----- Records to use
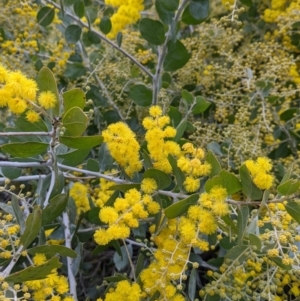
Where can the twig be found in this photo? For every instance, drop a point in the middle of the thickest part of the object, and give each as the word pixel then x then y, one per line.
pixel 102 37
pixel 162 52
pixel 130 261
pixel 26 134
pixel 25 164
pixel 68 239
pixel 12 263
pixel 92 173
pixel 25 178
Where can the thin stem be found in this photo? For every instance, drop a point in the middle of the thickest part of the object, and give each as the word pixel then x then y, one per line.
pixel 25 178
pixel 100 83
pixel 25 164
pixel 68 239
pixel 162 52
pixel 12 263
pixel 102 37
pixel 26 134
pixel 53 167
pixel 130 261
pixel 92 173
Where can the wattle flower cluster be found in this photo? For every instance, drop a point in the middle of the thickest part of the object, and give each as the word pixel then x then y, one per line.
pixel 103 192
pixel 9 236
pixel 259 172
pixel 190 163
pixel 169 263
pixel 123 147
pixel 157 134
pixel 54 286
pixel 124 215
pixel 17 92
pixel 128 13
pixel 79 194
pixel 124 291
pixel 214 201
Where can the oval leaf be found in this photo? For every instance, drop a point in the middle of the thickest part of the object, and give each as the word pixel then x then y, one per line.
pixel 176 57
pixel 105 25
pixel 199 9
pixel 251 191
pixel 32 226
pixel 46 82
pixel 45 16
pixel 55 208
pixel 201 105
pixel 74 98
pixel 79 8
pixel 293 209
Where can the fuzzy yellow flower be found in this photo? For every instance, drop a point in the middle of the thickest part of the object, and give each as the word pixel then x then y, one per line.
pixel 47 99
pixel 32 116
pixel 149 185
pixel 123 147
pixel 191 184
pixel 39 259
pixel 17 105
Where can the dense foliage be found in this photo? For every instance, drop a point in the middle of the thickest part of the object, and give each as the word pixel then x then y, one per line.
pixel 149 150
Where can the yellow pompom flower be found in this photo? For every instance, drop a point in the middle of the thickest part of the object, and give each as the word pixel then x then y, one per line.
pixel 153 207
pixel 17 105
pixel 32 116
pixel 79 194
pixel 218 193
pixel 39 259
pixel 123 147
pixel 108 215
pixel 263 180
pixel 258 171
pixel 191 185
pixel 149 185
pixel 155 111
pixel 101 237
pixel 47 99
pixel 220 208
pixel 208 223
pixel 5 96
pixel 264 164
pixel 3 74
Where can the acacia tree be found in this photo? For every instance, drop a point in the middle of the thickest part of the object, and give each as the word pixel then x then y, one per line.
pixel 150 150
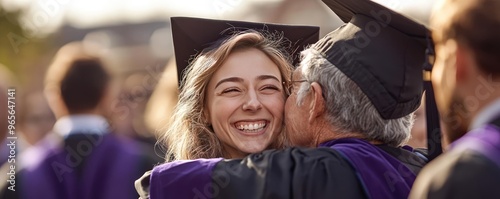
----------
**Problem to solve**
Reproduce every one of the rows above word for word, but leave the pictures out.

**Solution for this task**
Where can the twig be found in this photo? For every instance, drop a point in the middle of the thickest part of the object, and give each as the word pixel then x then y, one per line.
pixel 102 37
pixel 162 52
pixel 130 261
pixel 26 134
pixel 25 164
pixel 68 239
pixel 12 263
pixel 92 173
pixel 25 178
Where can the thin stem be found in this photo? For every instance, drop a point in the middle of the thickest part of the object, and give each as the word pixel then x then y, one per line.
pixel 25 178
pixel 100 83
pixel 25 164
pixel 68 239
pixel 162 52
pixel 12 263
pixel 102 37
pixel 26 134
pixel 53 167
pixel 130 261
pixel 92 173
Where can the wattle flower cluster be found in this photo? For every instance, drop a point in the middle of the thickest part of the object, and give each as the word pixel then x then y, one per line.
pixel 103 192
pixel 9 236
pixel 259 172
pixel 190 163
pixel 169 263
pixel 123 147
pixel 157 134
pixel 54 286
pixel 124 215
pixel 17 92
pixel 128 13
pixel 79 194
pixel 124 291
pixel 214 201
Where can the oval leaf be found in this photo? For every instance, drop a point in the middle of the thickest part of the object, and give each as the word pixel then x then y, one per line.
pixel 176 57
pixel 105 25
pixel 199 9
pixel 251 191
pixel 32 226
pixel 46 82
pixel 45 16
pixel 55 208
pixel 201 105
pixel 74 98
pixel 79 8
pixel 293 209
Where can the fuzzy yellow flower be found in this photo? For every instance, drop a point in the middle of the thickest part of the object, and give each as the word pixel then x then y, one per line.
pixel 47 99
pixel 32 116
pixel 149 185
pixel 123 147
pixel 191 184
pixel 39 259
pixel 17 105
Where can the dense foliage be found in this photo? For every instance, drop a point in the middle of the thickest part of the object, and give each as the word pixel then x then y, one per line.
pixel 149 150
Where can the yellow pompom flower be found in this photo? For every instance, drop a point in the middle of the thickest part of the object, and give each as the word pixel then x then y, one per line.
pixel 153 207
pixel 17 105
pixel 32 116
pixel 79 194
pixel 218 193
pixel 39 259
pixel 123 147
pixel 108 215
pixel 263 180
pixel 258 171
pixel 191 185
pixel 149 185
pixel 155 111
pixel 101 237
pixel 47 99
pixel 220 208
pixel 208 223
pixel 5 96
pixel 264 164
pixel 3 74
Where can the acacia tree be found in this photo? For every instance, drop a point in the middle of the thickest part of the object, and give each as the word pixel then x then y, one per line.
pixel 150 150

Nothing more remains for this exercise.